(Data records)
****************************************

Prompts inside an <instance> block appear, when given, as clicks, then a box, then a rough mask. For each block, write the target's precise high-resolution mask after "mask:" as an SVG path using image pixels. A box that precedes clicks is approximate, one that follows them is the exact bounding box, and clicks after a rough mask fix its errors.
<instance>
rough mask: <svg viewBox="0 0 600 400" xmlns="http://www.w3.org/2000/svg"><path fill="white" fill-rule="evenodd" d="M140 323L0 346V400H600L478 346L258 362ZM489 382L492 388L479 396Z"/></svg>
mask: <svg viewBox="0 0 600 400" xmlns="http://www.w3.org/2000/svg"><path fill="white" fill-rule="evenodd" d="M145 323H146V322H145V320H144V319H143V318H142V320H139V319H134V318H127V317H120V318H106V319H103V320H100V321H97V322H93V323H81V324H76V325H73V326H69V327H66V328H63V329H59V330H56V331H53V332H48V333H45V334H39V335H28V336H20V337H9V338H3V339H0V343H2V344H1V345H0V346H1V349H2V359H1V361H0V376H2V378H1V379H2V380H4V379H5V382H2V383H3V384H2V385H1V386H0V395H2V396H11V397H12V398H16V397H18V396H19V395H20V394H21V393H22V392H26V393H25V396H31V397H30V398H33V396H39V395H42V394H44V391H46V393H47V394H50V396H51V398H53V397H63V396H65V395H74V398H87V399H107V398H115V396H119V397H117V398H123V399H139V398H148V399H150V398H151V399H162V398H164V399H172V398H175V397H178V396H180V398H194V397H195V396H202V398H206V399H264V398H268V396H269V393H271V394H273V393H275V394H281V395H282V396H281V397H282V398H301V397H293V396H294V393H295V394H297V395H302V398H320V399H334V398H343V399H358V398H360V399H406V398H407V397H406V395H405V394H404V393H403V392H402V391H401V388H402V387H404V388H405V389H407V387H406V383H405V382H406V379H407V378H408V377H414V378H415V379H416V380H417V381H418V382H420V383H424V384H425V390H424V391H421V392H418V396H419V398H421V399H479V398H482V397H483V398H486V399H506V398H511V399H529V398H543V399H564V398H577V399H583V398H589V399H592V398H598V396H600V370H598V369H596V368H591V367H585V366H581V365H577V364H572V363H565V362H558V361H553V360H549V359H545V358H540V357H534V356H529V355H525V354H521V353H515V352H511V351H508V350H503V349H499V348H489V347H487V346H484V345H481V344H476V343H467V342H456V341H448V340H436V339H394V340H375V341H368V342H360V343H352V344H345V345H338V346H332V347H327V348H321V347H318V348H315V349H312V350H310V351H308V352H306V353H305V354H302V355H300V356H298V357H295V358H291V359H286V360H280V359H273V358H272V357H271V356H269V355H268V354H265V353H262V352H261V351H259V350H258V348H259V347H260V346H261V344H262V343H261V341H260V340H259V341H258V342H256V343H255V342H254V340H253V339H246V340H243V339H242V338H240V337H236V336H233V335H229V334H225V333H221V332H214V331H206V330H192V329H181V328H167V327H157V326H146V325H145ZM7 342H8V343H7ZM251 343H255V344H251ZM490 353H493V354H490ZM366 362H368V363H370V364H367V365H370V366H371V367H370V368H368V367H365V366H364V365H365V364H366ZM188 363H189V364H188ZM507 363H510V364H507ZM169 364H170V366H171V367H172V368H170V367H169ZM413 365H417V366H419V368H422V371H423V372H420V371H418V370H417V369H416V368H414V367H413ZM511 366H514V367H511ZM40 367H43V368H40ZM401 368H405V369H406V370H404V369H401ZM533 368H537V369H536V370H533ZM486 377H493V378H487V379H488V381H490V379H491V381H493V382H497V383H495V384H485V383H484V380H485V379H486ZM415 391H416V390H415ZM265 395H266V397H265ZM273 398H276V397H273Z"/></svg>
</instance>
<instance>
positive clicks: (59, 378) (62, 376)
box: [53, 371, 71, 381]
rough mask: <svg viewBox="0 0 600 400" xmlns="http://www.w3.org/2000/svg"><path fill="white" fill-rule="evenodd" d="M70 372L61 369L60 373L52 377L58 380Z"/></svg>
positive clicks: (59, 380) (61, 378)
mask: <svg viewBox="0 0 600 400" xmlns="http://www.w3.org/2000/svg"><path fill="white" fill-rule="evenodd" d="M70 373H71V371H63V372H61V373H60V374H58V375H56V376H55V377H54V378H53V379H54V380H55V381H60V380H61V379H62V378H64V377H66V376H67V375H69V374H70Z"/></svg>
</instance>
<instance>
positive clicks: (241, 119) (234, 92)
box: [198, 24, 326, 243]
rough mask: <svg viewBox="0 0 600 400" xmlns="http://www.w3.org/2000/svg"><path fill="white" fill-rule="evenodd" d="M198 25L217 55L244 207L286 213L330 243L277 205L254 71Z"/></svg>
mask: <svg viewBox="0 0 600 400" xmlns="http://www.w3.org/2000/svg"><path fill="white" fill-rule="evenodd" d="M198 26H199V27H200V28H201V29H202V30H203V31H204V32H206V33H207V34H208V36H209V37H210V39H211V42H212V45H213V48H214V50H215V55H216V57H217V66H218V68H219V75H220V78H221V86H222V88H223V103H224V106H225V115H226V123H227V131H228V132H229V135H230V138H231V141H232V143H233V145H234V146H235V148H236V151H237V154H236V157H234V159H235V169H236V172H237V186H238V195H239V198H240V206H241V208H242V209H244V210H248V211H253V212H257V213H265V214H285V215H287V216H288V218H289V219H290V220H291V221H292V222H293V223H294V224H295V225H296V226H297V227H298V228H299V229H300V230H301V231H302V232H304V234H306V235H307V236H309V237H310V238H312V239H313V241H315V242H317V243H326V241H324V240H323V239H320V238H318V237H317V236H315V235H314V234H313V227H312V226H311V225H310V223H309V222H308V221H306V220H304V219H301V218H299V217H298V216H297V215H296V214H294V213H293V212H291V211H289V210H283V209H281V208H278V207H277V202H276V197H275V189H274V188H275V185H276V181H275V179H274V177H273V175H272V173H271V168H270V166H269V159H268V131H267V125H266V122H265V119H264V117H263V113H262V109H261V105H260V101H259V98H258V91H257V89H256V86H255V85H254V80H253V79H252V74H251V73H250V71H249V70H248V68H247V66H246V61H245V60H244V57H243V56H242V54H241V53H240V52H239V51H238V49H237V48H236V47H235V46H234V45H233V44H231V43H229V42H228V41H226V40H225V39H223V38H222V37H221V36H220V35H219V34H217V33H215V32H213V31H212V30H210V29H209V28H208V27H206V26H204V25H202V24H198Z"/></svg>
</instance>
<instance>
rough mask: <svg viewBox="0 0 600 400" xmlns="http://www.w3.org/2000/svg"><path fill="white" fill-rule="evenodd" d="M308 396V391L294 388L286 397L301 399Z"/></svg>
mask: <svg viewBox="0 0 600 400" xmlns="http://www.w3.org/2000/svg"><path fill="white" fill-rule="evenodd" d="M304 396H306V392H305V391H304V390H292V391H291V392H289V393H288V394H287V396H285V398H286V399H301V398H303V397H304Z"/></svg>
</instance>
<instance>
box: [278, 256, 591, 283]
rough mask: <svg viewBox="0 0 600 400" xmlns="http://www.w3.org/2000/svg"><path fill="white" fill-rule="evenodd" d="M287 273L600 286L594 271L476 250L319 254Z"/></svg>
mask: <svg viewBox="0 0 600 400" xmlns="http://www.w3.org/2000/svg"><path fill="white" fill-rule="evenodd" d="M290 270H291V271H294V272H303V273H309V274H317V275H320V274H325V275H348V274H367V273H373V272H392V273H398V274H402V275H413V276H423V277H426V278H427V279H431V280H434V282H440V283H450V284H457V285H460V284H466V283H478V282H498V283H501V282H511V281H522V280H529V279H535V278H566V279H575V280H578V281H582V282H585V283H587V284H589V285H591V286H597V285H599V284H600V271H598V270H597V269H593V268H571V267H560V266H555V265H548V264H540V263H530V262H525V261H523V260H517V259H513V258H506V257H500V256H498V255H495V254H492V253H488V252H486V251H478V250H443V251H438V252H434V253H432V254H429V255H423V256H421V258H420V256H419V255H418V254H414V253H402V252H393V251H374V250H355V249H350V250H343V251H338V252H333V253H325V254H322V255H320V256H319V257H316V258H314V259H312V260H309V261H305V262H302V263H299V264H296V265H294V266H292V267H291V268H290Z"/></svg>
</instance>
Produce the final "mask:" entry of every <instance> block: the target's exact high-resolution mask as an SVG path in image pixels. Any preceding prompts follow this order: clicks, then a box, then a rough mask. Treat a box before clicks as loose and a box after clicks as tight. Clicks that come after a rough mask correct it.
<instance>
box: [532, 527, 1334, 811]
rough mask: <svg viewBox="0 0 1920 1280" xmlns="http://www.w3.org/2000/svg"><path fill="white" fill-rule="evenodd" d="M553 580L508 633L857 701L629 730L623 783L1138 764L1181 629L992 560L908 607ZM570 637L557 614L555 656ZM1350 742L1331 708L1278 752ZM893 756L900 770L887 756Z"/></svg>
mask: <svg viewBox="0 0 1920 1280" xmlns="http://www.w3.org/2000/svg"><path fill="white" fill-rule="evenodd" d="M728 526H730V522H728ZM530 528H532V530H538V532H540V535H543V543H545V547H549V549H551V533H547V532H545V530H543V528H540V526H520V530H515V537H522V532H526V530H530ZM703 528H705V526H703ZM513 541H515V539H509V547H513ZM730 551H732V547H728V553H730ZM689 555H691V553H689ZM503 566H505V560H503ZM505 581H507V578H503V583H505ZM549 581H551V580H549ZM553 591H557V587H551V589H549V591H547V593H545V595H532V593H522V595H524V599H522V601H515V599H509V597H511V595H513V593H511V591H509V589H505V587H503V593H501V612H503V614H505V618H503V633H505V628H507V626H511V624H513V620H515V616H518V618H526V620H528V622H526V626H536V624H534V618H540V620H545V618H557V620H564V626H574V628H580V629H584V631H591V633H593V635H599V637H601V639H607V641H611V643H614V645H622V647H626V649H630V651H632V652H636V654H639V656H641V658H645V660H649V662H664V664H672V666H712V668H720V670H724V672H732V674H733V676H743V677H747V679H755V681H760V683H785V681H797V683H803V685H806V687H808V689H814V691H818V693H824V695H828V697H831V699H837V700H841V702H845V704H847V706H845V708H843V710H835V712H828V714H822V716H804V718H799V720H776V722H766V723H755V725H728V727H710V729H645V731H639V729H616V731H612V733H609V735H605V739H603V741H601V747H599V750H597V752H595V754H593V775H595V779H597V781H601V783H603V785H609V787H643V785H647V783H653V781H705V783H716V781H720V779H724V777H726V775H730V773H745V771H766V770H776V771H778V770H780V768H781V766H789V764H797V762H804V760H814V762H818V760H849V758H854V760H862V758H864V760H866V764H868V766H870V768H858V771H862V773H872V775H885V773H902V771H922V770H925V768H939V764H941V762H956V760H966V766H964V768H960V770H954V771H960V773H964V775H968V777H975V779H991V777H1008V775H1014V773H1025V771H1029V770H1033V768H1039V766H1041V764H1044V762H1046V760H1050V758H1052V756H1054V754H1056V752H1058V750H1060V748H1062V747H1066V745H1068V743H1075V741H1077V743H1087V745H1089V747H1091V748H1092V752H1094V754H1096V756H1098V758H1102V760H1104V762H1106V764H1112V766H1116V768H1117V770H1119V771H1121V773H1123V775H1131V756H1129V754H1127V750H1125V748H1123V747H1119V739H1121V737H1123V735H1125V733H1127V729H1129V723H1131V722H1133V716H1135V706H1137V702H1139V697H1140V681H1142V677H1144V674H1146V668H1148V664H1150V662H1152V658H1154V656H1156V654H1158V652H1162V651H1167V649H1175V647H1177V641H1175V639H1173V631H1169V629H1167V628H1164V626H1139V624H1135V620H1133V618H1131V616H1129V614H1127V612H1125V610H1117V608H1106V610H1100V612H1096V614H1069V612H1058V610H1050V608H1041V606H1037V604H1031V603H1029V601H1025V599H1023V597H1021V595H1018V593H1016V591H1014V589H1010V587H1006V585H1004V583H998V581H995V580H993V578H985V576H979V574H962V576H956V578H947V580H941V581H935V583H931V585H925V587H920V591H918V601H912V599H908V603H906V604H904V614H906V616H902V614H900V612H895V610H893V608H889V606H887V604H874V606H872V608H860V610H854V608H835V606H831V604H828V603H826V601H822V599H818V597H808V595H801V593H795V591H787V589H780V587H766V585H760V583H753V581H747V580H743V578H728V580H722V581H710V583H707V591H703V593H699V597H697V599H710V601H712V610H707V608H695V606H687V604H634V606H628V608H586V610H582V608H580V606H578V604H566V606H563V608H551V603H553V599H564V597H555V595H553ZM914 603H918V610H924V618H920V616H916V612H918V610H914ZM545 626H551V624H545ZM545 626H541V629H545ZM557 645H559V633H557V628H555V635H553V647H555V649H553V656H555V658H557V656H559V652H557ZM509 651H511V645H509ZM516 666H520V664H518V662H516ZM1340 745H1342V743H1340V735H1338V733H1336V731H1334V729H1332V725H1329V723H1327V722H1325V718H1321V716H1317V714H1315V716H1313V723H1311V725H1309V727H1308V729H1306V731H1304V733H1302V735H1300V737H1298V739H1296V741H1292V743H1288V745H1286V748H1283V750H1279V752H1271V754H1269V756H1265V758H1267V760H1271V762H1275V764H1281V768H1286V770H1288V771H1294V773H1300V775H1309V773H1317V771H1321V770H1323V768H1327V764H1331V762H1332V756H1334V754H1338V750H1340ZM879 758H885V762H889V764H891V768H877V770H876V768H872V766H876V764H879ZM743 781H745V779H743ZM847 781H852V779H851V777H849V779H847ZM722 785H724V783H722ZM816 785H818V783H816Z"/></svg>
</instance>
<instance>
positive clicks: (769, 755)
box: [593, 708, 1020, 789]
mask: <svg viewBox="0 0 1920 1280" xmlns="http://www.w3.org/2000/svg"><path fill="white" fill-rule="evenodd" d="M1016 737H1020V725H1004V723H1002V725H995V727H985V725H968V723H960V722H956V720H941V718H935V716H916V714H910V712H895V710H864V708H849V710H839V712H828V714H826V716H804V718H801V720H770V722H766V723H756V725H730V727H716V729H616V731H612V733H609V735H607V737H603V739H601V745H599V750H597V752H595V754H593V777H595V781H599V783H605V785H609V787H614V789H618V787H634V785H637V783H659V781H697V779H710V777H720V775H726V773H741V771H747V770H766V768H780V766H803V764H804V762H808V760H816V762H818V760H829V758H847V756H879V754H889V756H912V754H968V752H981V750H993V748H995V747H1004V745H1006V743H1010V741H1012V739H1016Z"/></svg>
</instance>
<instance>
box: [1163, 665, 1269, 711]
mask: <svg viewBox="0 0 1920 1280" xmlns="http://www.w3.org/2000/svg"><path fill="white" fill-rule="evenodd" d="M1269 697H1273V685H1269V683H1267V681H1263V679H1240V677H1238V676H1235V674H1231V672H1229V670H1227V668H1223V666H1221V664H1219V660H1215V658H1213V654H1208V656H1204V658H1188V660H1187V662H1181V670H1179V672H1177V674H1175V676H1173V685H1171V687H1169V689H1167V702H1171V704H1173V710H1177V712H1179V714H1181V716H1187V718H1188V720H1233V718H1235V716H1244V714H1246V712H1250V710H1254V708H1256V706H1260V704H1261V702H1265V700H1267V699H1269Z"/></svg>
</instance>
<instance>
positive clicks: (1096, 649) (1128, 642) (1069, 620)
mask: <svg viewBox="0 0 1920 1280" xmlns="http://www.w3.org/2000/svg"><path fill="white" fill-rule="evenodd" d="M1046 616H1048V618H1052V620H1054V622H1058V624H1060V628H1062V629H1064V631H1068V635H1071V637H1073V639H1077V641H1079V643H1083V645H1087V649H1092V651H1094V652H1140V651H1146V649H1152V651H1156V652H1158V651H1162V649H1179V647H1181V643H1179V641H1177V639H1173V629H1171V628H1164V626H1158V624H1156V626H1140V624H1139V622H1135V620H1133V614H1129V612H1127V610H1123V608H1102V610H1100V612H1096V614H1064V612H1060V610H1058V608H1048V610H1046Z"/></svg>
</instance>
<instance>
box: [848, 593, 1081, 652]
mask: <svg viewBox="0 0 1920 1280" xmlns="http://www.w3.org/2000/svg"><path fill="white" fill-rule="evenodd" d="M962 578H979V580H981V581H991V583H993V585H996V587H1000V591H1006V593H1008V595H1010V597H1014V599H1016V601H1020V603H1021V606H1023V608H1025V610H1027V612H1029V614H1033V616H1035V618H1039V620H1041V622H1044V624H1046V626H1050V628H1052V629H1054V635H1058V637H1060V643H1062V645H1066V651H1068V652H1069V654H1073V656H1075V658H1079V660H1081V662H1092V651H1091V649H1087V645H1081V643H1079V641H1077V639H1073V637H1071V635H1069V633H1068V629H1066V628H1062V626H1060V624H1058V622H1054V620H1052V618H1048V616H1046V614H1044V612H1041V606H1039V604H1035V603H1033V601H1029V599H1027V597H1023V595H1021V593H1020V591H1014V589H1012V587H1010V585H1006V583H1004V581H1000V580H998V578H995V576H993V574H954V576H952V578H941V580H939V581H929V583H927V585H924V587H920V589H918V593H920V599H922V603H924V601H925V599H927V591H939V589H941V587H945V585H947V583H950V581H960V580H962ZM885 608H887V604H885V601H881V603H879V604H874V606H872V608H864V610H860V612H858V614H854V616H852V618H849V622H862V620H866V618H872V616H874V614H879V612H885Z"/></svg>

****************************************

» EXERCISE AIM:
Update the entries starting at the beginning and ending at the line containing "323L0 346V400H600L478 346L258", replacing "rough mask" with "coarse mask" and changing nothing else.

» RESPONSE TO THIS EXERCISE:
Prompts inside an <instance> block appear, when given, as clicks, then a box, then a coarse mask. For each block, write the target's precise high-resolution mask after "mask:" as an SVG path using image pixels. A box that precedes clicks is approximate, one that follows them is the exact bounding box, and clicks after a coarse mask fix its errors.
<instance>
coarse mask: <svg viewBox="0 0 600 400" xmlns="http://www.w3.org/2000/svg"><path fill="white" fill-rule="evenodd" d="M140 323L0 346V400H600L478 346L258 362ZM489 382L492 388L479 396Z"/></svg>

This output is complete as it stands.